**EXTRACT TO READ**
########################################

In general, protein consumption should be evenly distributed throughout the day in order to optimize muscle maintenance and enlargement. However, there are a few things to keep in mind. High protein foods have a long digestion time, so they are not recommended before or during exercise. There is no evidence that adding protein to a sports beverage will increase either endurance or power. On the other hand, it increases the risk of GI distress and might delay the delivery of fluids and carbohydrates to the muscles. Therefore, the majority of energy in the pre-exercise meal and during-exercise fluids should come from carbohydrates.
Adding a small amount of protein to post-exercise foods or drinks is useful for muscle recovery, but sufficient carbohydrate replenishment should still be a priority in order to replenish depleted glycogen stores.
The timing of nutrients can influences the anabolic response (muscle building) after exercise. According to research, this response is greater when free essential amino acids (BCAA supplements) and carbohydrates are consumed before, rather than after resistance training. However, whey protein (whole food protein) can increase amino acid uptake regardless of whether it's consumed before or after exercise.
How to build the big guns?

########################################

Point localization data
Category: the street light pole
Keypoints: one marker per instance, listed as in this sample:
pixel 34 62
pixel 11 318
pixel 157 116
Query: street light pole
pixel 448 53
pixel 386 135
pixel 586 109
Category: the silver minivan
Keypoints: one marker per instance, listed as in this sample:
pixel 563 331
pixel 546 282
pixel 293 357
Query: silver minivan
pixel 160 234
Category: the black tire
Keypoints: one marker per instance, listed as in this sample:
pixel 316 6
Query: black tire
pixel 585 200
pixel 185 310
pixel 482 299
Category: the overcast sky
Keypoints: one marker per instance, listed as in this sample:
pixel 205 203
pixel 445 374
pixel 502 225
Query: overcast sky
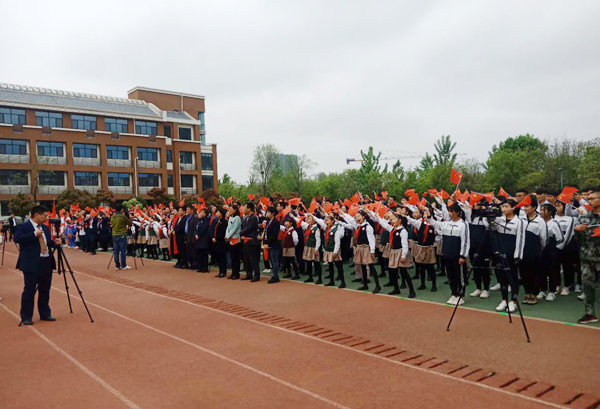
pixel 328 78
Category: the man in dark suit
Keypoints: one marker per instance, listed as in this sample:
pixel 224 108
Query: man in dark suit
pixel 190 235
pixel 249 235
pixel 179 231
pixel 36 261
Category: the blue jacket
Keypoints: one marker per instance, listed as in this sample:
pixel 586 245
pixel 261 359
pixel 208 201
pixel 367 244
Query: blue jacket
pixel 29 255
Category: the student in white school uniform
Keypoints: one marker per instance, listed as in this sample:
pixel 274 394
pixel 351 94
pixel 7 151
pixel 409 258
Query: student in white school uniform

########################################

**TASK REQUIREMENTS**
A) Based on the text about protein timing, decide whether each statement agrees with it. Answer yes or no for each, and quote the words from the text that decide it.
(i) Adding protein to a sports beverage has been shown to increase endurance.
(ii) High protein foods are not recommended before or during exercise.
(iii) Whey protein increases amino acid uptake only when it is consumed after exercise.
B) List every word or phrase that the text about protein timing places in parentheses.
C) According to the text about protein timing, where should most of the energy in the pre-exercise meal and the during-exercise fluids come from?

**ANSWER SECTION**
A)
(i) No: "There is no evidence that adding protein to a sports beverage will increase either endurance or power."
(ii) Yes: "High protein foods have a long digestion time, so they are not recommended before or during exercise."
(iii) No: "whey protein (whole food protein) can increase amino acid uptake regardless of whether it's consumed before or after exercise."

B)
muscle building
BCAA supplements
whole food protein

C) Most of that energy should come from carbohydrates.